→ **Challenge 1**:
The text below is about Ontario's auto sector strategy. List the parties it says must have strong relationships with one another.

━━ Excerpt provided

James Rockingham
February 22, 2024
Ontario has launched its auto sector strategy, dubbed Driving Prosperity. This strategy requires strong relationships among industry, governments, and communities across Ontario to connect Ontario’s manufacturing in the south to Ontario’s minerals in the north. Connecting the north and south into one comprehensive economic machine, envisions southern Ontario automakers building battery-powered vehicles made from minerals extracted in northern Ontario. A significant piece to this puzzle is demonstrating to resource extraction companies the province is ready for business, including through an effective framework that will navigate Canada’s duty to consult and accommodate First Nation communities in northern Ontario.

━━━━

→ **Challenge 2**:
Find every line in the records that contains the word "mountain" and copy each one.

━━ Available data

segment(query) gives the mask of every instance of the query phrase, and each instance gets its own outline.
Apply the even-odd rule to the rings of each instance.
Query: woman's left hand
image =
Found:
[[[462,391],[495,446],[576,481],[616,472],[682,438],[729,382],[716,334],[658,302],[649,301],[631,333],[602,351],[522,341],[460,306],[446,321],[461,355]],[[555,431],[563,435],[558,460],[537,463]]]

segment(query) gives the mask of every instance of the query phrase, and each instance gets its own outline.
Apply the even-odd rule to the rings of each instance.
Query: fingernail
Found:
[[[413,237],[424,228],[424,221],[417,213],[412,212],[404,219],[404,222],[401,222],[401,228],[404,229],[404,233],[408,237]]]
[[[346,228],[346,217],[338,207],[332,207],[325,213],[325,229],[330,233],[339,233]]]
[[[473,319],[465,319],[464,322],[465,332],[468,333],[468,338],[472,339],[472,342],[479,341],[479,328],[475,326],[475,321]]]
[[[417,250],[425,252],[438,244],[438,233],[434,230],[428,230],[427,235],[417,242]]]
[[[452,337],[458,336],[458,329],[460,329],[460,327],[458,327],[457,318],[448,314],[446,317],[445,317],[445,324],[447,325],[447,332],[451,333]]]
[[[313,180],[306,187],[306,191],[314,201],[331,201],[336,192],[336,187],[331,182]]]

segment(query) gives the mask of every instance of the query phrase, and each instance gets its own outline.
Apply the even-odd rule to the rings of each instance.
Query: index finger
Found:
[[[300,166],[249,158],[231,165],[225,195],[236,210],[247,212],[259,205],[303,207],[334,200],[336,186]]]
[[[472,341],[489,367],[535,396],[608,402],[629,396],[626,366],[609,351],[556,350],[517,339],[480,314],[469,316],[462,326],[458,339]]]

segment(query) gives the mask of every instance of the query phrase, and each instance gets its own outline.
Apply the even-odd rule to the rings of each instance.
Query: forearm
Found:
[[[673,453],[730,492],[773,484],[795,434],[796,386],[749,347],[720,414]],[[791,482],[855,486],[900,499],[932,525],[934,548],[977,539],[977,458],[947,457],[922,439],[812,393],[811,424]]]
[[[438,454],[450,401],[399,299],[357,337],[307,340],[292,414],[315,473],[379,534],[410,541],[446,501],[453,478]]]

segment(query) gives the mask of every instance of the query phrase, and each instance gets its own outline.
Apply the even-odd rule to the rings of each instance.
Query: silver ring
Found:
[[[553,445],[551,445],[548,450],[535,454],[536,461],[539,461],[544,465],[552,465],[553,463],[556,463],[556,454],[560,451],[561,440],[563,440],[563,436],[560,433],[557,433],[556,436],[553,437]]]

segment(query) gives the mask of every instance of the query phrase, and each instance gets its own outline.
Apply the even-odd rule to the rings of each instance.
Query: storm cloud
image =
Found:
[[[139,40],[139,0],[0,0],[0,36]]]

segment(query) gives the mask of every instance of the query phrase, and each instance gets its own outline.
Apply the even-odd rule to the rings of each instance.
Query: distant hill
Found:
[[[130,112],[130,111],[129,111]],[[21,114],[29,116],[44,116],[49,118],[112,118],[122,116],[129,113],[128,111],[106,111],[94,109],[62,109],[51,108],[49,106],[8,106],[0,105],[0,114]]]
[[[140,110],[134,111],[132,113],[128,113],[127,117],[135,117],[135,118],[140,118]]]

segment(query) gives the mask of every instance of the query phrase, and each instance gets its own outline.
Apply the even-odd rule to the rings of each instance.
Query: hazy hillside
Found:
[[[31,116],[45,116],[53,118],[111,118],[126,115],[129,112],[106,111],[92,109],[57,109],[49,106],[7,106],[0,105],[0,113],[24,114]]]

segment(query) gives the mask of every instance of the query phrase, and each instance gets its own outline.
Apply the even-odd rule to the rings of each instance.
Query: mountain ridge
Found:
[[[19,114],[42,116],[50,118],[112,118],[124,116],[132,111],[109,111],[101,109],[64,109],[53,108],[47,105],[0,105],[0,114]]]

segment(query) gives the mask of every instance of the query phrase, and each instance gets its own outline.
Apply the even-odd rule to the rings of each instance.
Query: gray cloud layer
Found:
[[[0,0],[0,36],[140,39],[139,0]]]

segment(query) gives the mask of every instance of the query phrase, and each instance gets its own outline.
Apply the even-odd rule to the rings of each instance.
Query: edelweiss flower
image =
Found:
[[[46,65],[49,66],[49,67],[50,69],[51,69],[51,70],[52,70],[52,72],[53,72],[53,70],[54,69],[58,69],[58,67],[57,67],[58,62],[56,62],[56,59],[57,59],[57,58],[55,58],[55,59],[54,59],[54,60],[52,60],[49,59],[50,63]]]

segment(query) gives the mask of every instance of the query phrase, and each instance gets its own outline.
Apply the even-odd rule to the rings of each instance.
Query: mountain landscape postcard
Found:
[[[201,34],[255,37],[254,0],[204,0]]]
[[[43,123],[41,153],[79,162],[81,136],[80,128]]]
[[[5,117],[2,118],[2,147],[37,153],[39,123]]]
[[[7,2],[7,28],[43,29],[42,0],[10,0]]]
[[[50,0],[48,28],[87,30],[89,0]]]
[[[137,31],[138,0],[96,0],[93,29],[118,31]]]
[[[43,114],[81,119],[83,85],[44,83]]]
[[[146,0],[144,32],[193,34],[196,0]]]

━━━━

→ **Correct response 1**:
Industry, governments, and communities across Ontario.

→ **Correct response 2**:
Query: mountain ridge
Query: mountain landscape postcard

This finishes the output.